TAREFAS:
a) Segundo o texto sobre Flávia Oliveira, para qual canal ela chega a ficar até sete horas por dia disponível?
b) Reproduza do texto sobre Flávia Oliveira o trecho que começa em "Os sintomas de" e segue até "mais de 40.", sem nenhuma alteração.

TEXTO PARA LEITURA:
-*-*-

Os sintomas de Covid-19 vieram em forma de febre e dores intensas nas costas. “Numa madrugada, acordei com tanta dor que quase pedi para ir ao hospital, mas me acalmei”, descreve. “Na terapia, tratei disso. Não é que eu tenha sentido medo de morrer. Sou uma mulher do candomblé e temos uma sensação de vida e morte diferente. Mas seria uma pena danada não estar neste plano para ver o que iria acontecer.” Durante esse período, isolada num cômodo da casa que divide com o marido e a filha, Flávia não parou um único dia. Seguiu escrevendo para o jornal O Globo, fazendo entradas na rádio CBN, gravando podcasts e atuando como comentarista na Globonews, canal para o qual chega a ficar até sete horas por dia disponível. Também passou a participar de eventos virtuais: até hoje, foram mais de 40.

“Como jornalista, me confronto com números dramáticos e tento guardar essas informações, usando sensibilidade para saber o que compartilhar””
Flávia Oliveira

Em meio a esse turbilhão, o que a emociona é o ofício como conselheira de movimentos sociais. “Tenho compartimentado minha dor. Como mulher, negra, mãe, sigo protegendo minha saúde, preocupada com os meus. Como jornalista, me confronto com números dramáticos e tento guardar essas informações, usando sensibilidade para saber o que compartilhar. Demorei, por exemplo, para falar sobre luto. Só no início de abril, numa reunião com jovens da favela, é que disse: ‘Vamos começar a perder gente, e vamos nos sentir culpados de não estar conseguindo fazer mais, mas não se sintam. Vocês estão trabalhando duro desde o primeiro dia’”, diz Flávia, que, neste momento, embarga a voz e deixa as lágrimas fluírem.

-*-*-

DADOS REGISTRADOS:
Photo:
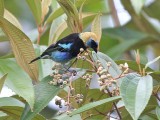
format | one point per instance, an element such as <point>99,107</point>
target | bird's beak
<point>95,49</point>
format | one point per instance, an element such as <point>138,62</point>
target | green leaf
<point>136,91</point>
<point>13,111</point>
<point>9,101</point>
<point>22,48</point>
<point>158,112</point>
<point>114,69</point>
<point>151,62</point>
<point>43,64</point>
<point>72,15</point>
<point>117,51</point>
<point>45,7</point>
<point>59,11</point>
<point>35,6</point>
<point>137,5</point>
<point>44,92</point>
<point>1,7</point>
<point>12,19</point>
<point>17,80</point>
<point>94,104</point>
<point>55,14</point>
<point>152,9</point>
<point>133,65</point>
<point>96,26</point>
<point>58,31</point>
<point>2,79</point>
<point>67,117</point>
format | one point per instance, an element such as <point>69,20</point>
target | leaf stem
<point>114,104</point>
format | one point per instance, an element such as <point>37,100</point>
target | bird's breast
<point>61,57</point>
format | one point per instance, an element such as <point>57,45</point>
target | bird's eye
<point>94,44</point>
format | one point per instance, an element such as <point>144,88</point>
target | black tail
<point>35,60</point>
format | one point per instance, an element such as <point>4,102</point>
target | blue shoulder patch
<point>65,46</point>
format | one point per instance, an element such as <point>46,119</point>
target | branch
<point>114,13</point>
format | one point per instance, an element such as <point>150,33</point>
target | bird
<point>69,47</point>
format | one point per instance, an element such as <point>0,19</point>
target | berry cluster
<point>59,78</point>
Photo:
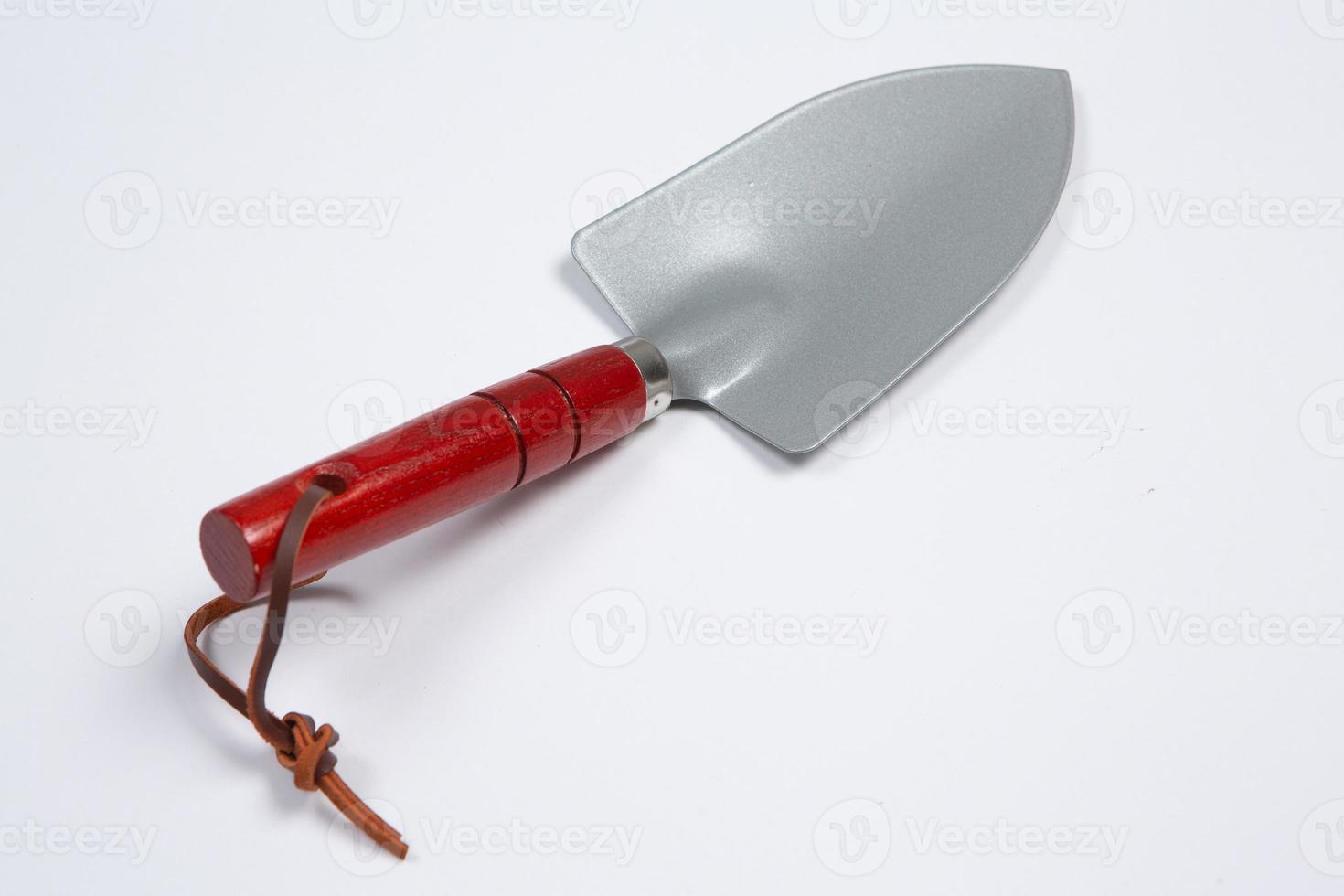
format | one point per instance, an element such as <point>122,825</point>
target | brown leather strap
<point>300,746</point>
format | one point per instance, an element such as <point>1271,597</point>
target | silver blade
<point>800,272</point>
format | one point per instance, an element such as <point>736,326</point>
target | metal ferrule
<point>654,368</point>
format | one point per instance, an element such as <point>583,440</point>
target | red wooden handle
<point>431,468</point>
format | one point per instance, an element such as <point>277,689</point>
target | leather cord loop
<point>302,746</point>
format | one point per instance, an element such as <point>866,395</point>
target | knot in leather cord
<point>299,746</point>
<point>308,758</point>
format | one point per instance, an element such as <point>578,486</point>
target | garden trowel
<point>823,254</point>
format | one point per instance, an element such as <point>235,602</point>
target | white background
<point>1026,673</point>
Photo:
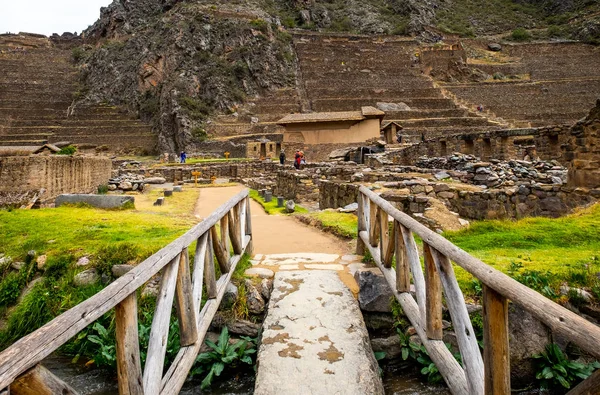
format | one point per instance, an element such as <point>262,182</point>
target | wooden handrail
<point>177,283</point>
<point>499,289</point>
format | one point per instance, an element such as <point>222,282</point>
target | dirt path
<point>273,234</point>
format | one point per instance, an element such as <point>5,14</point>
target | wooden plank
<point>33,348</point>
<point>249,248</point>
<point>209,270</point>
<point>184,298</point>
<point>362,224</point>
<point>496,352</point>
<point>220,253</point>
<point>465,335</point>
<point>434,297</point>
<point>177,373</point>
<point>412,254</point>
<point>235,234</point>
<point>590,386</point>
<point>568,324</point>
<point>40,381</point>
<point>386,245</point>
<point>373,223</point>
<point>224,239</point>
<point>449,368</point>
<point>129,365</point>
<point>198,274</point>
<point>157,345</point>
<point>402,269</point>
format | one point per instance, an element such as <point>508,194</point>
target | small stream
<point>398,379</point>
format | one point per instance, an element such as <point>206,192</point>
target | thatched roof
<point>366,112</point>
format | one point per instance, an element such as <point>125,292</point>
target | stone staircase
<point>561,83</point>
<point>342,72</point>
<point>37,86</point>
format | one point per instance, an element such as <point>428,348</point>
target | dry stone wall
<point>22,178</point>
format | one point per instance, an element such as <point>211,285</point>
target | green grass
<point>271,207</point>
<point>565,249</point>
<point>341,224</point>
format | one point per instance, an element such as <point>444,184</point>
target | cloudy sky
<point>49,16</point>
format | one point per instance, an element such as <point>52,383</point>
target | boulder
<point>527,336</point>
<point>120,270</point>
<point>229,298</point>
<point>87,277</point>
<point>254,301</point>
<point>374,293</point>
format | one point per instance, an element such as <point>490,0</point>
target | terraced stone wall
<point>22,178</point>
<point>545,143</point>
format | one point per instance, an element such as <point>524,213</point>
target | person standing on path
<point>282,157</point>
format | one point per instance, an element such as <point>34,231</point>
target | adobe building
<point>346,127</point>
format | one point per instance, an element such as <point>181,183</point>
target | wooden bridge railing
<point>228,226</point>
<point>490,374</point>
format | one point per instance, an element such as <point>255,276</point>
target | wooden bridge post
<point>434,296</point>
<point>496,352</point>
<point>402,270</point>
<point>362,225</point>
<point>184,298</point>
<point>129,365</point>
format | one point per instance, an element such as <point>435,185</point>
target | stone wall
<point>22,178</point>
<point>413,197</point>
<point>583,151</point>
<point>544,143</point>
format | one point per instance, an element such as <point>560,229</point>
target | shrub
<point>520,34</point>
<point>68,150</point>
<point>554,368</point>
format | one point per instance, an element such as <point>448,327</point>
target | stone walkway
<point>314,337</point>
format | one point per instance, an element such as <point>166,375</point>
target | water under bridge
<point>314,339</point>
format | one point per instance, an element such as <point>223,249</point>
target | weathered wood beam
<point>449,368</point>
<point>465,335</point>
<point>34,347</point>
<point>496,352</point>
<point>184,300</point>
<point>159,333</point>
<point>402,268</point>
<point>40,381</point>
<point>434,297</point>
<point>578,330</point>
<point>129,365</point>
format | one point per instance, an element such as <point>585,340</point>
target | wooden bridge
<point>227,234</point>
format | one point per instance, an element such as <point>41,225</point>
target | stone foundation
<point>23,178</point>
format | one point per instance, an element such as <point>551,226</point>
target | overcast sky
<point>49,16</point>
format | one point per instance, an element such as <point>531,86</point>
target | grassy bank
<point>540,252</point>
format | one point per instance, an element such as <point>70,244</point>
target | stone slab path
<point>314,339</point>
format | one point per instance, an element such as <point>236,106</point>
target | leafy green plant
<point>554,368</point>
<point>223,353</point>
<point>68,150</point>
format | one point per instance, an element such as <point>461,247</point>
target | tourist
<point>297,160</point>
<point>282,157</point>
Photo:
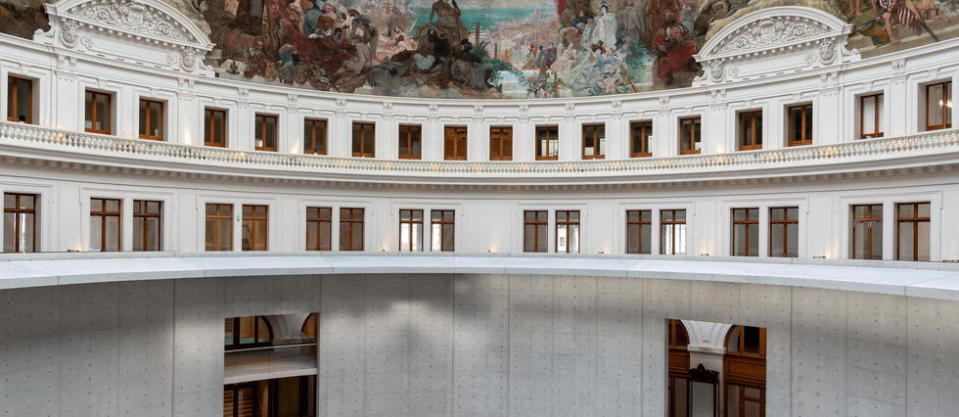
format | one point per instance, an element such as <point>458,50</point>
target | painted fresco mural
<point>496,48</point>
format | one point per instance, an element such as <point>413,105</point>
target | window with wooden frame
<point>799,125</point>
<point>690,135</point>
<point>745,232</point>
<point>98,112</point>
<point>866,231</point>
<point>147,225</point>
<point>784,232</point>
<point>219,227</point>
<point>105,215</point>
<point>750,130</point>
<point>265,132</point>
<point>411,142</point>
<point>535,231</point>
<point>151,119</point>
<point>351,229</point>
<point>319,228</point>
<point>870,115</point>
<point>938,105</point>
<point>19,99</point>
<point>501,143</point>
<point>640,133</point>
<point>20,234</point>
<point>214,127</point>
<point>255,227</point>
<point>411,230</point>
<point>594,141</point>
<point>364,139</point>
<point>912,231</point>
<point>547,143</point>
<point>639,231</point>
<point>454,143</point>
<point>442,225</point>
<point>314,136</point>
<point>672,232</point>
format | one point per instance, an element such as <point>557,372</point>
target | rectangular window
<point>98,109</point>
<point>639,135</point>
<point>784,232</point>
<point>547,143</point>
<point>314,136</point>
<point>745,236</point>
<point>319,228</point>
<point>19,99</point>
<point>214,127</point>
<point>219,227</point>
<point>265,132</point>
<point>364,140</point>
<point>501,143</point>
<point>672,232</point>
<point>567,231</point>
<point>939,105</point>
<point>442,224</point>
<point>147,225</point>
<point>411,230</point>
<point>912,231</point>
<point>866,231</point>
<point>411,142</point>
<point>20,223</point>
<point>351,229</point>
<point>454,143</point>
<point>870,116</point>
<point>535,224</point>
<point>750,130</point>
<point>639,231</point>
<point>594,141</point>
<point>690,135</point>
<point>151,119</point>
<point>255,229</point>
<point>105,224</point>
<point>799,125</point>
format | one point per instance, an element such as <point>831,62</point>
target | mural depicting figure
<point>491,48</point>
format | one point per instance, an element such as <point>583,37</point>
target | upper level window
<point>745,236</point>
<point>411,142</point>
<point>105,224</point>
<point>442,223</point>
<point>19,99</point>
<point>20,222</point>
<point>640,134</point>
<point>98,111</point>
<point>912,231</point>
<point>265,132</point>
<point>750,130</point>
<point>547,142</point>
<point>314,136</point>
<point>870,116</point>
<point>501,143</point>
<point>594,141</point>
<point>799,125</point>
<point>454,143</point>
<point>567,231</point>
<point>690,135</point>
<point>535,224</point>
<point>147,225</point>
<point>939,105</point>
<point>866,231</point>
<point>214,127</point>
<point>364,140</point>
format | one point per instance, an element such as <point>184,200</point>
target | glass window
<point>20,232</point>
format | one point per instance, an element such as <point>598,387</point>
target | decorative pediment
<point>148,32</point>
<point>774,41</point>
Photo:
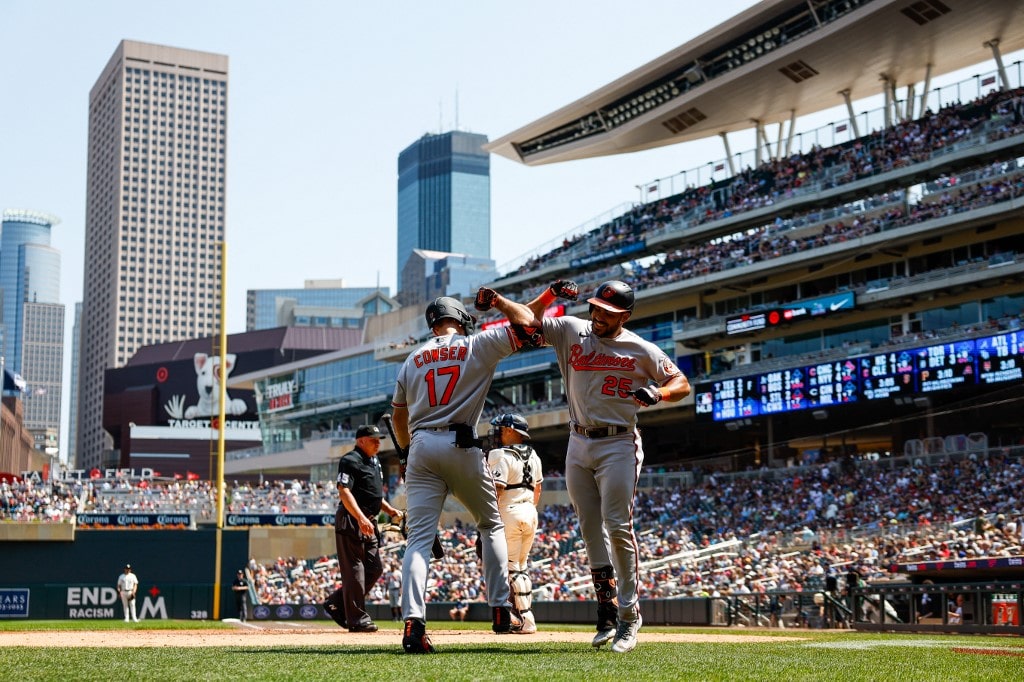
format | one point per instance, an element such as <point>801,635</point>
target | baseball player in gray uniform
<point>438,397</point>
<point>609,373</point>
<point>518,476</point>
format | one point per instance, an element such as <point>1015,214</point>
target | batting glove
<point>484,299</point>
<point>647,395</point>
<point>565,289</point>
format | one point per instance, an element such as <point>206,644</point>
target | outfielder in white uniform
<point>127,588</point>
<point>609,373</point>
<point>438,397</point>
<point>517,473</point>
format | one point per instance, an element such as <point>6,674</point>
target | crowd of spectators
<point>745,535</point>
<point>767,243</point>
<point>995,116</point>
<point>729,534</point>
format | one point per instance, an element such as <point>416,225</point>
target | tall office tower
<point>155,215</point>
<point>76,352</point>
<point>33,318</point>
<point>443,198</point>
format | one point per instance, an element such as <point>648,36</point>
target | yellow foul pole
<point>221,427</point>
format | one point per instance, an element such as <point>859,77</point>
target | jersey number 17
<point>449,375</point>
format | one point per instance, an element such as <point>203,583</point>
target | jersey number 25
<point>621,386</point>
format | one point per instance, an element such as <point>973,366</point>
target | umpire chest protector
<point>521,454</point>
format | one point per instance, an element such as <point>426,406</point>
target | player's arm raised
<point>528,314</point>
<point>673,390</point>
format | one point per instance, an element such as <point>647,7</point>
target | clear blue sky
<point>323,95</point>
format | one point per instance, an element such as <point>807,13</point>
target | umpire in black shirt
<point>360,487</point>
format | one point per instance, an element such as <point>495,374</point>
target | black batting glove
<point>484,299</point>
<point>565,289</point>
<point>647,395</point>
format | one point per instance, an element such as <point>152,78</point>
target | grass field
<point>833,655</point>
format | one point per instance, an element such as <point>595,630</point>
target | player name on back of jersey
<point>456,351</point>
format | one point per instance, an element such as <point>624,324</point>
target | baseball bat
<point>437,550</point>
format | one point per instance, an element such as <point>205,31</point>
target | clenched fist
<point>484,299</point>
<point>565,289</point>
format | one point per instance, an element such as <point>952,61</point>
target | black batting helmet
<point>614,296</point>
<point>513,421</point>
<point>445,306</point>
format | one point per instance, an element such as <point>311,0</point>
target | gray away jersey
<point>600,373</point>
<point>445,380</point>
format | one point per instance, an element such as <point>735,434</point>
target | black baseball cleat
<point>503,621</point>
<point>607,620</point>
<point>336,613</point>
<point>415,638</point>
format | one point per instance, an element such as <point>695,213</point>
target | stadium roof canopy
<point>775,60</point>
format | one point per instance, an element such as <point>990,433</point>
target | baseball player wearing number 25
<point>609,374</point>
<point>438,396</point>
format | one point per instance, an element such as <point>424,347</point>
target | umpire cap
<point>614,296</point>
<point>513,421</point>
<point>445,306</point>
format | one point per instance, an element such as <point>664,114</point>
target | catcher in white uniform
<point>609,373</point>
<point>517,473</point>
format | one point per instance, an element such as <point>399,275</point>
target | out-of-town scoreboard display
<point>902,373</point>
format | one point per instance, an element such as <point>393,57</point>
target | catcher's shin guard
<point>607,604</point>
<point>522,591</point>
<point>604,585</point>
<point>503,621</point>
<point>415,638</point>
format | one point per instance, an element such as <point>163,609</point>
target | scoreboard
<point>903,373</point>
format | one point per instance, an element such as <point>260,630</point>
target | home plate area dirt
<point>275,634</point>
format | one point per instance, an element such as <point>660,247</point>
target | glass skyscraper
<point>443,198</point>
<point>33,317</point>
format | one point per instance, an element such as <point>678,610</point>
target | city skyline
<point>303,197</point>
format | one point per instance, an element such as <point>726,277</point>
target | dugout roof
<point>777,58</point>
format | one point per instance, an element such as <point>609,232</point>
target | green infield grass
<point>832,655</point>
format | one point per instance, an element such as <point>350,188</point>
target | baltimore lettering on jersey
<point>595,361</point>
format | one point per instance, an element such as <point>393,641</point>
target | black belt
<point>599,431</point>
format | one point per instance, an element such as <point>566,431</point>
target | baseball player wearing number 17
<point>438,396</point>
<point>609,374</point>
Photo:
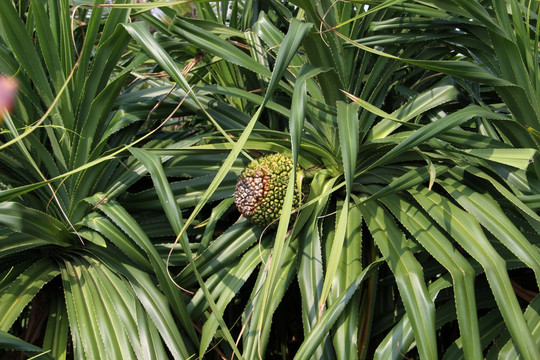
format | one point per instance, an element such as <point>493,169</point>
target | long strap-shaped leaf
<point>124,221</point>
<point>319,331</point>
<point>409,276</point>
<point>23,289</point>
<point>173,212</point>
<point>437,244</point>
<point>464,228</point>
<point>8,341</point>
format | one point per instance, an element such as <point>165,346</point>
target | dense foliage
<point>417,124</point>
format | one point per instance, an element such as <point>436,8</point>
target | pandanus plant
<point>405,223</point>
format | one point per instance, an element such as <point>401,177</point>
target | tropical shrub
<point>416,124</point>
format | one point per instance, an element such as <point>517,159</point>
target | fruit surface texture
<point>261,188</point>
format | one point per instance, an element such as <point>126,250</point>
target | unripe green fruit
<point>261,188</point>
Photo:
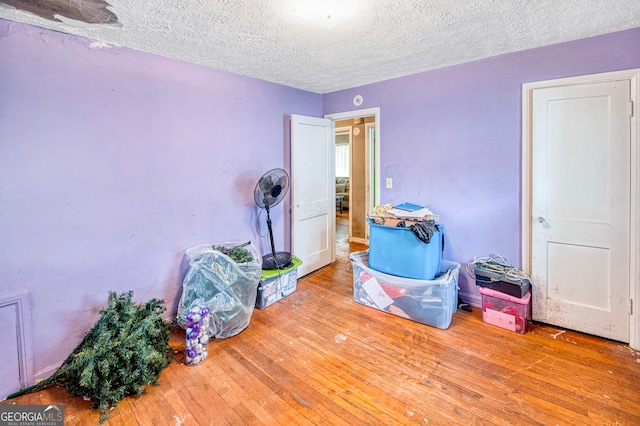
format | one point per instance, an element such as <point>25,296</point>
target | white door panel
<point>581,207</point>
<point>313,188</point>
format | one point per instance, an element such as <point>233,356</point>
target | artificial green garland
<point>126,349</point>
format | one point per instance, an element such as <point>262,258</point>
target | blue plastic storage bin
<point>430,302</point>
<point>397,251</point>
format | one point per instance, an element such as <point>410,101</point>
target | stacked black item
<point>506,294</point>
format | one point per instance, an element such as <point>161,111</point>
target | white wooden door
<point>581,207</point>
<point>313,188</point>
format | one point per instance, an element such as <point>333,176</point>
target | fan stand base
<point>281,261</point>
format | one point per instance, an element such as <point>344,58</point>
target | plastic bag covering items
<point>227,288</point>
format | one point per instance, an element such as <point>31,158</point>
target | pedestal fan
<point>270,190</point>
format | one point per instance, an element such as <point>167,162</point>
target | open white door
<point>313,192</point>
<point>581,202</point>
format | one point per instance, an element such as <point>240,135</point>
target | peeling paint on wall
<point>88,11</point>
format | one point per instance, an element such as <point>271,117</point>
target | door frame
<point>633,76</point>
<point>368,112</point>
<point>349,130</point>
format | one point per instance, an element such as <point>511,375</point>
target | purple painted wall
<point>112,163</point>
<point>451,137</point>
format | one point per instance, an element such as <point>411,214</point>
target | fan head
<point>271,188</point>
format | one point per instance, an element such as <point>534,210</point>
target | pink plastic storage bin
<point>503,310</point>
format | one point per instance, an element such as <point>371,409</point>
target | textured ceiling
<point>358,42</point>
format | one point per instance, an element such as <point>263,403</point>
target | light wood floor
<point>317,357</point>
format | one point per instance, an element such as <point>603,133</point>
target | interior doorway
<point>360,188</point>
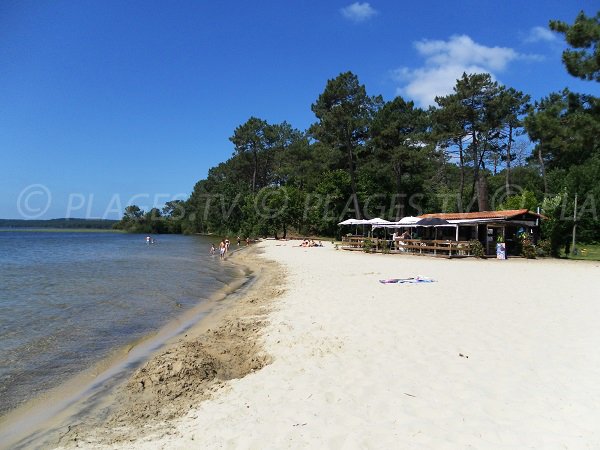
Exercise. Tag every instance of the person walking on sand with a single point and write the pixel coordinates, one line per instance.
(222, 248)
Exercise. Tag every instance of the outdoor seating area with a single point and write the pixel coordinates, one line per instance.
(434, 247)
(444, 234)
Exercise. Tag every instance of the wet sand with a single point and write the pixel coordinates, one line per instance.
(99, 395)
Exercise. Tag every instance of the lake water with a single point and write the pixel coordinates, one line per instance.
(68, 300)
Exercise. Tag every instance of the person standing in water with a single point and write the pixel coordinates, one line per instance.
(222, 249)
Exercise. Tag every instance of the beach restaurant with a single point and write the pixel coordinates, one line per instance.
(448, 234)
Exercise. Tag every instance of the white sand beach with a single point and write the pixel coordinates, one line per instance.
(494, 354)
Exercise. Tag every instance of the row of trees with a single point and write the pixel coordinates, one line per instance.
(484, 146)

-*-*-

SUAS RESPOSTAS:
a) Globonews.

b)
Os sintomas de Covid-19 vieram em forma de febre e dores intensas nas costas. “Numa madrugada, acordei com tanta dor que quase pedi para ir ao hospital, mas me acalmei”, descreve. “Na terapia, tratei disso. Não é que eu tenha sentido medo de morrer. Sou uma mulher do candomblé e temos uma sensação de vida e morte diferente. Mas seria uma pena danada não estar neste plano para ver o que iria acontecer.” Durante esse período, isolada num cômodo da casa que divide com o marido e a filha, Flávia não parou um único dia. Seguiu escrevendo para o jornal O Globo, fazendo entradas na rádio CBN, gravando podcasts e atuando como comentarista na Globonews, canal para o qual chega a ficar até sete horas por dia disponível. Também passou a participar de eventos virtuais: até hoje, foram mais de 40.